[TEXT SECTION]:

Last week, Thomas was escorted onto a plane with his wrists and ankles shackled, he says. He arrived in Jamaica, a country he’d never been to, a stateless man.
“I’m looking out the window on the plane,” Thomas told the Chronicle, “and I’m hoping the plane crashes and I die.”
Thomas has no citizenship, according to court documents. He is not a citizen of Germany (where he was born in 1986) or of the United States (where his father served in the military for nearly two decades) or of his father’s birth country of Jamaica (a place he’d never been).
Thomas doesn’t remember Germany. He says he thinks his first memory is in Washington state, but he moved around so much in his military family that it was hard to keep track.
He spent most of his life in Texas, much of it homeless and in and out of jail, he says. His parents divorced when he was too little to remember. His mother, a nurse, remarried to another man in the Army. They moved a lot, and as she and the stepfather had their own kids, Thomas says he struggled in the new family setup.
So at about about 11 years old, he went to stay with his biological father in Florida. By then, his dad was retired from an 18-year career in the U.S. military, he says. His dad died from kidney failure not long after, in 2010.
“If you’re in the U.S. Army, and the Army deploys you somewhere, and you’ve gotta have your child over there, and your child makes a mistake after you pass away, and you put your life on the line for this country, are you going to be okay with them just kicking your child out of the country?” Jermaine says, phoning the Chronicle from a hotel in Kingston, Jamaica. “It was just Memorial Day. Y’all are disrespecting his service and his legacy.”

[DATA SECTION]:
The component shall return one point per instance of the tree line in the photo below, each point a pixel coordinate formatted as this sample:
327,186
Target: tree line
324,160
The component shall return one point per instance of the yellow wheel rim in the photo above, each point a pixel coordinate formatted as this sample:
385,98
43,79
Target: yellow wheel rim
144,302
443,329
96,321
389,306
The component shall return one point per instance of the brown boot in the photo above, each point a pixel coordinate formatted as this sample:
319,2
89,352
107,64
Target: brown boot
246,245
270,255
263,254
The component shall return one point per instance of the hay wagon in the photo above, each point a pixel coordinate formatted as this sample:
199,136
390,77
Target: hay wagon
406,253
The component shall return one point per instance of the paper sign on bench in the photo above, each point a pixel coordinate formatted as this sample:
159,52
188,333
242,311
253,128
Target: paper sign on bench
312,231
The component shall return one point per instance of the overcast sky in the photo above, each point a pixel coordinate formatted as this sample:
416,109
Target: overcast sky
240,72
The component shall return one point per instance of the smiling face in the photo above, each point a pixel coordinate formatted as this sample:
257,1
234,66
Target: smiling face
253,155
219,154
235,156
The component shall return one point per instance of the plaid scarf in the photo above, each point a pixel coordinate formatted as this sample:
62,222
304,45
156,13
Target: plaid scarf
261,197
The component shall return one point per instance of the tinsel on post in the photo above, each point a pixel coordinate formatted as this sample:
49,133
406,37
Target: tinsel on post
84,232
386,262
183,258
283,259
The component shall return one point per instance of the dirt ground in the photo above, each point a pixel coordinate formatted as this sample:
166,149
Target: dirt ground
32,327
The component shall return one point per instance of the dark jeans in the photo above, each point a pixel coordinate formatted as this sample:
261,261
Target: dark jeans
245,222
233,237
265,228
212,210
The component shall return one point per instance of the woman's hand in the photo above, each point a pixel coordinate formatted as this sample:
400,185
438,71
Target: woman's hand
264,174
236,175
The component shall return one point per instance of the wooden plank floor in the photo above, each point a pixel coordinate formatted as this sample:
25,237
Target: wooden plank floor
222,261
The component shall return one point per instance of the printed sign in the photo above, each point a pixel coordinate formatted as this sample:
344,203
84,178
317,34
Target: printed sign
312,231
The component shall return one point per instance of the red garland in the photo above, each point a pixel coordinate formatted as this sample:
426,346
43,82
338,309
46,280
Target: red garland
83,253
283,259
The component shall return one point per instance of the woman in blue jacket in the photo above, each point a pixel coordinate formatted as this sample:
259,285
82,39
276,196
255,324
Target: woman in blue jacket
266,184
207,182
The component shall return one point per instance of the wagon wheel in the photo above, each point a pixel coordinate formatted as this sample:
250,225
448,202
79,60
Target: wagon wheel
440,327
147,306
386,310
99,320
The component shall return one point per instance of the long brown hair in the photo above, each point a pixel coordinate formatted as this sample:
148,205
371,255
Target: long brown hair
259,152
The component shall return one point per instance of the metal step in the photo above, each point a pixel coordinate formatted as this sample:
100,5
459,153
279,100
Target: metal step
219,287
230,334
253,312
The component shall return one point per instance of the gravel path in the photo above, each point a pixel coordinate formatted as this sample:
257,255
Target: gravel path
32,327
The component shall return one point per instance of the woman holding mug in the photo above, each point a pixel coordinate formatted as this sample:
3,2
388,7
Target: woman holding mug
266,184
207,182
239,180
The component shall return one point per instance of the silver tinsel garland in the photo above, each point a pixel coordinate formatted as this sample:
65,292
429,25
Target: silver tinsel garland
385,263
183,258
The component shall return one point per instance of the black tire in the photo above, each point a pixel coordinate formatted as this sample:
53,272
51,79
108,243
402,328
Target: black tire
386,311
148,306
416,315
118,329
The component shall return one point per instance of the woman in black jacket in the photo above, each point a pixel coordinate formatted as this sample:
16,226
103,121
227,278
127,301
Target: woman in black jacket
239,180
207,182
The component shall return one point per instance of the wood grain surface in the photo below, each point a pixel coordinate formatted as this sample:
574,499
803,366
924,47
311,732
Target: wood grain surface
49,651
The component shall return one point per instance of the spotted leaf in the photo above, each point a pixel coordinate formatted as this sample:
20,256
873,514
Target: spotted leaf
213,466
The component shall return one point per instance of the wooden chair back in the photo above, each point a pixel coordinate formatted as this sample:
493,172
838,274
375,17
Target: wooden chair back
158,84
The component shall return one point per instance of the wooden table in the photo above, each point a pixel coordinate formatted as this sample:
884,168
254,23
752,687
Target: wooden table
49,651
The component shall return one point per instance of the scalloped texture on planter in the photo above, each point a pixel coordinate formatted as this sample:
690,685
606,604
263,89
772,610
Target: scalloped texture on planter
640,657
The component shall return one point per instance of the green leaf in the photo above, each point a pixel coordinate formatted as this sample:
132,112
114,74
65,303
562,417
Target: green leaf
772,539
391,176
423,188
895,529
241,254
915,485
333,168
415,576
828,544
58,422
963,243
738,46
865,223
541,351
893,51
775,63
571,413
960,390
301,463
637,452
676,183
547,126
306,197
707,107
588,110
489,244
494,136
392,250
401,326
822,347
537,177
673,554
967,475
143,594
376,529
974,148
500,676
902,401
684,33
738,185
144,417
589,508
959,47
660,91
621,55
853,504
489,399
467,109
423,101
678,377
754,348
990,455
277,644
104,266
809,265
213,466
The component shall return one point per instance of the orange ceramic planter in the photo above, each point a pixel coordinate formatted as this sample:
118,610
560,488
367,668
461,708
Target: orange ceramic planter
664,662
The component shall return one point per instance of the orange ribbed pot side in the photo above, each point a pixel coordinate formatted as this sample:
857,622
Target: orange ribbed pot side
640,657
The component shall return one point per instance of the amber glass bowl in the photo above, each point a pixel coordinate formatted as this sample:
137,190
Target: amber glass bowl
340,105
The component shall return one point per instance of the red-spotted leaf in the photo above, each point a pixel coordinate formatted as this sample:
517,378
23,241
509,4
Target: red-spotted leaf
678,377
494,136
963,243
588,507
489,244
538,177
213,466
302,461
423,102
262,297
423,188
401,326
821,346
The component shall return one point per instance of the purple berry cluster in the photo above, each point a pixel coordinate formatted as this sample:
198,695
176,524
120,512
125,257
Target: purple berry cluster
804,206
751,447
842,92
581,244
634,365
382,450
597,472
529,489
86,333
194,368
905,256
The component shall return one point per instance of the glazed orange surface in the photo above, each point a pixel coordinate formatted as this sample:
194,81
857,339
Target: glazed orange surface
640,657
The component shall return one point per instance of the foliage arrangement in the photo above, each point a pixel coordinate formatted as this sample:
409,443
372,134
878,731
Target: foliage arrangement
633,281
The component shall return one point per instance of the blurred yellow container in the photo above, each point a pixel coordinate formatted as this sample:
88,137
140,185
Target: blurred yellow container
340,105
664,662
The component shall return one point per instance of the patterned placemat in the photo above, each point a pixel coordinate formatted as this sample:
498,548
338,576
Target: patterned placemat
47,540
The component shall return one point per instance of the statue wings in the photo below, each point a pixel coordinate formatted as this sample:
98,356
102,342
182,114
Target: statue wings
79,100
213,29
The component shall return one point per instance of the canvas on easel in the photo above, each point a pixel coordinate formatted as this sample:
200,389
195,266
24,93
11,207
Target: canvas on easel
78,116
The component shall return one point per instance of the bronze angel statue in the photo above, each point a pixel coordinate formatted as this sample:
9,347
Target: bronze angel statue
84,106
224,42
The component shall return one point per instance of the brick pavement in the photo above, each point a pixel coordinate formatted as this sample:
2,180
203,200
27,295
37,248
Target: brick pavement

[ACTIONS TO TAKE]:
1. Answer these from the text about Thomas's deportation.
(a) In what year and in which country was Thomas born?
(b) What work did his mother do?
(c) What did his father die from, and in what year?
2. Turn the paragraph of the text about Thomas's deportation that begins "He spent most of his life in Texas" into a bulleted list that keeps its main facts.

[RESPONSES TO THE EXERCISE]:
1.
(a) 1986, in Germany.
(b) She was a nurse.
(c) Kidney failure, in 2010.

2.
- By his account, Thomas spent most of his life in Texas, much of it homeless and in and out of jail.
- His parents divorced when he was too young to remember.
- His mother, a nurse, remarried another man in the Army.
- The family moved a lot.
- As his mother and stepfather had their own children, Thomas says he struggled in the new family setup.